» **Request**: Output the line containing "point: twig |" and all subsequent lines of the listing below, copied exactly, with no other lines.
===== Input
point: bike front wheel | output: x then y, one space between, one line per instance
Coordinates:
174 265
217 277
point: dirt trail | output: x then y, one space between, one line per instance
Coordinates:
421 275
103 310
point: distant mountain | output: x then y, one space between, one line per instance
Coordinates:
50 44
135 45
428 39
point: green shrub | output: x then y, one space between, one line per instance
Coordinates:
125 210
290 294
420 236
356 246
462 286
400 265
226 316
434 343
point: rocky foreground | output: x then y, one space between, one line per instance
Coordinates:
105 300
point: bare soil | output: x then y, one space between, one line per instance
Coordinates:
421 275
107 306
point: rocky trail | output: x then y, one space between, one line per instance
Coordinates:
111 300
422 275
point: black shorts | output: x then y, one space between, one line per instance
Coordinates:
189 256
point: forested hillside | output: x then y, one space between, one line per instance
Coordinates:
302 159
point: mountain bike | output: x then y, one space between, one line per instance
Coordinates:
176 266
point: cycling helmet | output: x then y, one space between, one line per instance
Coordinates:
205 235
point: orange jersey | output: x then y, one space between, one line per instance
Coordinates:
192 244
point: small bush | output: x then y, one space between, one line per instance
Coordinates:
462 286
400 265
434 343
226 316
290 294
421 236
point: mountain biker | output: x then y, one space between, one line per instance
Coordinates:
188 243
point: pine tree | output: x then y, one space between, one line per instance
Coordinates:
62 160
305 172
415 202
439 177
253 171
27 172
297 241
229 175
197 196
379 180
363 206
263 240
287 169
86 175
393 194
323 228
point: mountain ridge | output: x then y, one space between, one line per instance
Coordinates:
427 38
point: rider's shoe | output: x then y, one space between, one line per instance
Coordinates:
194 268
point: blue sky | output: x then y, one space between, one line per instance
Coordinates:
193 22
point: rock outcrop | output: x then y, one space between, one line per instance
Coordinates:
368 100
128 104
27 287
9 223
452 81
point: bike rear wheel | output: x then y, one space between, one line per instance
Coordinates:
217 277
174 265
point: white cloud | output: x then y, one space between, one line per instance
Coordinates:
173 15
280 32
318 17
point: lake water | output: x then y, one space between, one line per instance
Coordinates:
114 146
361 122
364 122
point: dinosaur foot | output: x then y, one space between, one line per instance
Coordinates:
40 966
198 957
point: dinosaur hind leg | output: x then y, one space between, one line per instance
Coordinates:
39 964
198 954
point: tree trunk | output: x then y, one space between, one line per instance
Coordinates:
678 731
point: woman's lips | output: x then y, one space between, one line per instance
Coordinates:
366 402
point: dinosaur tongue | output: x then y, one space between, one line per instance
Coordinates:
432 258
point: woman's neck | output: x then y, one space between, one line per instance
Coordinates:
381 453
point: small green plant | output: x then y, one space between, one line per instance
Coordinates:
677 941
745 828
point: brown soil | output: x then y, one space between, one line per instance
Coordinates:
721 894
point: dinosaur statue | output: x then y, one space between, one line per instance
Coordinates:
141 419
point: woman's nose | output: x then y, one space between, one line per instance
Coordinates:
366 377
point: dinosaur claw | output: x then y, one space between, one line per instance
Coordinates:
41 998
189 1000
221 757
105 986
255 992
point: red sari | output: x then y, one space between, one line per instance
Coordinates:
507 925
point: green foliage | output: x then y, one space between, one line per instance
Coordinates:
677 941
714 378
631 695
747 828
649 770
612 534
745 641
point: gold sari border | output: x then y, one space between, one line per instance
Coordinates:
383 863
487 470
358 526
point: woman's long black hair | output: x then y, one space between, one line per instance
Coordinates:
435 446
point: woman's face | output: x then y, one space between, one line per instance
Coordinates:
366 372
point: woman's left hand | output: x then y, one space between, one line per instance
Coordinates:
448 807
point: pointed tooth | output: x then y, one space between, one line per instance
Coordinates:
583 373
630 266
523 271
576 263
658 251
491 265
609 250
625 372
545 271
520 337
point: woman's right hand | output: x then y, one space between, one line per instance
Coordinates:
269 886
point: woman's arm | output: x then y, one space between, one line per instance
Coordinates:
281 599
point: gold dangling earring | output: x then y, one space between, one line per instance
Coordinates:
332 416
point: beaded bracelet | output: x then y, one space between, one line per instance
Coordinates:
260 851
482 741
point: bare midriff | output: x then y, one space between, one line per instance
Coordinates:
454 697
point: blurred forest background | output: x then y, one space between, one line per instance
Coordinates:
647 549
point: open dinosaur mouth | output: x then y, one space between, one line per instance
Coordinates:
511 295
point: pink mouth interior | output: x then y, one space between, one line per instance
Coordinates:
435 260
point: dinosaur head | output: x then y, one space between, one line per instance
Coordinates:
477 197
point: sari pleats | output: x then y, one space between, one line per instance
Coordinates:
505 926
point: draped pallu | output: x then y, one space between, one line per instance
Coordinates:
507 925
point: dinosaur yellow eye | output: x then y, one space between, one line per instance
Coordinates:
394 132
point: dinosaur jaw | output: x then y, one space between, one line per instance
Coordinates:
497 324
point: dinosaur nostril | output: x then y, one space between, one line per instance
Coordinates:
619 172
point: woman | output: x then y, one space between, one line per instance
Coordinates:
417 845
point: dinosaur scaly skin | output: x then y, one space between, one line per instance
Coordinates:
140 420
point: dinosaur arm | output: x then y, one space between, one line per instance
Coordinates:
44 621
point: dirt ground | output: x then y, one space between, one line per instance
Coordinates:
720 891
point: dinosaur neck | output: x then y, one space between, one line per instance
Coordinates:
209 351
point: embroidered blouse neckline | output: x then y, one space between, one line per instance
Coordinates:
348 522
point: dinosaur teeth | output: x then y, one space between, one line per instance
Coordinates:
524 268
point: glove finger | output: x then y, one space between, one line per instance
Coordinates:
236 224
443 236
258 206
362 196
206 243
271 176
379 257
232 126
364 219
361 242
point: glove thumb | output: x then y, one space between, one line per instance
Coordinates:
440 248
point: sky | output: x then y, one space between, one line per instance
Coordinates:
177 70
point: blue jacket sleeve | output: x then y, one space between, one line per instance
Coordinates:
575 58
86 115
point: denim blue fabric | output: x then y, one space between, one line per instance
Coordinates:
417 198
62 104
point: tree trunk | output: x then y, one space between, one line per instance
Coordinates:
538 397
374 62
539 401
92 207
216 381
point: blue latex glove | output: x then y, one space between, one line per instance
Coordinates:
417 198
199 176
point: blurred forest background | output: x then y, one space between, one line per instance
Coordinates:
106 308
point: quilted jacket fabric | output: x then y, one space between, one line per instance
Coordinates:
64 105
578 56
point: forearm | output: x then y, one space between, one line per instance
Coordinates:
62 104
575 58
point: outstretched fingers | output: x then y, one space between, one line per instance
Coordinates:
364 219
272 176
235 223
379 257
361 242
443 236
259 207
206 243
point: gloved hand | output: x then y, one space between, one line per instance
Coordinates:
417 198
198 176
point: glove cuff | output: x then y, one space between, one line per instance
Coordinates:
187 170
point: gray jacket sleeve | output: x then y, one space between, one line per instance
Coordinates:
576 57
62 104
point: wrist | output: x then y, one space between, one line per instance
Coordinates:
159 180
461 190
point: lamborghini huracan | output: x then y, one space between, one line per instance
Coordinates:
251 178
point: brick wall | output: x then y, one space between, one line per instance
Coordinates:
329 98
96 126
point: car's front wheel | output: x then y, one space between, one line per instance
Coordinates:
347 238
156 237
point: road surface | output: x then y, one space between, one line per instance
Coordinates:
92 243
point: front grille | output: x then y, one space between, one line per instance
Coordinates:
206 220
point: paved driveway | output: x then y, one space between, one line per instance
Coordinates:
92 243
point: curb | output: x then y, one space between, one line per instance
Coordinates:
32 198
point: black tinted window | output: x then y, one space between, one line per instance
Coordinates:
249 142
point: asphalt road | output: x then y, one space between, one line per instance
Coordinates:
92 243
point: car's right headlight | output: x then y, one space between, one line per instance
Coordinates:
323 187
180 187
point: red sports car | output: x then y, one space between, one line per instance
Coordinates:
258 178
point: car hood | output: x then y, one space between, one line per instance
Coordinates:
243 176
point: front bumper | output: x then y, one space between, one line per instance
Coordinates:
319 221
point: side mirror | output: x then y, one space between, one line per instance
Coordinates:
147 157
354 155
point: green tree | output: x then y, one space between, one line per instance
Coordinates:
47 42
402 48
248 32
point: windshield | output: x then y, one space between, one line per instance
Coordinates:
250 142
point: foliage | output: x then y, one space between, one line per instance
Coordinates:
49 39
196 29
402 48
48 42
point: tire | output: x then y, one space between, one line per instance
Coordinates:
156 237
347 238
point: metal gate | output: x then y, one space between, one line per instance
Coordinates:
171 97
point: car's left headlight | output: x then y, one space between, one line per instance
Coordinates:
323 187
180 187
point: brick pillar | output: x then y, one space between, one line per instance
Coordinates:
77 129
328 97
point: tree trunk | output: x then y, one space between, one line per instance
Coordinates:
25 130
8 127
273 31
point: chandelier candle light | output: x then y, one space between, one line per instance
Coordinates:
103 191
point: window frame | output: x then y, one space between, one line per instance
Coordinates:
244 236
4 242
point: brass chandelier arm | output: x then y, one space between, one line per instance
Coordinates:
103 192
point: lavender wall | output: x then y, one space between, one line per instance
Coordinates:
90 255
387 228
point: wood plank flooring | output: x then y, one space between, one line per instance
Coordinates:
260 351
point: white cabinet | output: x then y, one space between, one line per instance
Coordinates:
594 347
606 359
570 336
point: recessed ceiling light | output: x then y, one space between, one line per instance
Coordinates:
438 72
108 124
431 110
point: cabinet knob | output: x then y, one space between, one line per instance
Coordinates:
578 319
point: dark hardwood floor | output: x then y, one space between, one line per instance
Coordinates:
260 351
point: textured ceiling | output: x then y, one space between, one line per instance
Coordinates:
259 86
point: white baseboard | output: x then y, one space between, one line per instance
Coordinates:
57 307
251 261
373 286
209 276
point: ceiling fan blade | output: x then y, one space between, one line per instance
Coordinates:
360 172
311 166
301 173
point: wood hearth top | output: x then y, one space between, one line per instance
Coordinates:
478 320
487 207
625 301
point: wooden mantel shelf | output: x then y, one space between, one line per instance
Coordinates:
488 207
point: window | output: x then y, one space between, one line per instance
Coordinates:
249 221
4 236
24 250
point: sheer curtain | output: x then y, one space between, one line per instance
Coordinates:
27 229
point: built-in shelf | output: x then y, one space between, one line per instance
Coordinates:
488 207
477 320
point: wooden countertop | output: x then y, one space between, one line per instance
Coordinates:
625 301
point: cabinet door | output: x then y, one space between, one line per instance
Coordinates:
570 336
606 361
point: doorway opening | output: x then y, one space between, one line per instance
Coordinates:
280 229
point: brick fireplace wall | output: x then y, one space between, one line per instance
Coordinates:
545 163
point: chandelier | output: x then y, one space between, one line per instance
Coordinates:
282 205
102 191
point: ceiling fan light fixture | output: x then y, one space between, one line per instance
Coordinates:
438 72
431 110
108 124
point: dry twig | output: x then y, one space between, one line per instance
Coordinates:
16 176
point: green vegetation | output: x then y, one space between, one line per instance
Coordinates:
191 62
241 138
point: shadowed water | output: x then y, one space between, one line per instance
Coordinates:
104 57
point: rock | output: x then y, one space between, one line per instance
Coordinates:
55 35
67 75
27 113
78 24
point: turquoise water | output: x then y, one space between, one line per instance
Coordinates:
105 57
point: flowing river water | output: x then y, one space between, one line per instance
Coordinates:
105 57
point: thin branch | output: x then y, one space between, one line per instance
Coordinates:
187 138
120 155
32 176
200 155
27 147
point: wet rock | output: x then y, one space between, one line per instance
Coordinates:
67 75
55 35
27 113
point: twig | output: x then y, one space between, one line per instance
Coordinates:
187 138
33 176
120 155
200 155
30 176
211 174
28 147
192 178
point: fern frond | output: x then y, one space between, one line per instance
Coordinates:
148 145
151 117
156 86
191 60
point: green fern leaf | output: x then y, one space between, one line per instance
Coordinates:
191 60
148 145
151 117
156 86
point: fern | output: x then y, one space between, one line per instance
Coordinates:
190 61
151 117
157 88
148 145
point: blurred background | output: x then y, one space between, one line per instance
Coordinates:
==========
» **Answer to this task**:
point: twig | output: x then y, one space between, one line per instance
Coordinates:
187 138
33 176
120 155
200 155
30 176
211 174
28 147
192 178
point: fern frond | output: x then y, one space between, one line per instance
Coordinates:
148 145
151 117
156 86
191 60
point: green fern leaf | output: x then y, one space between, one line per instance
Coordinates:
191 60
148 145
151 117
156 86
point: fern | output: x then y, one space between, one line per instance
Coordinates:
190 61
151 117
157 88
148 145
point: blurred background | output: x then y, one space between, one line per instance
Coordinates:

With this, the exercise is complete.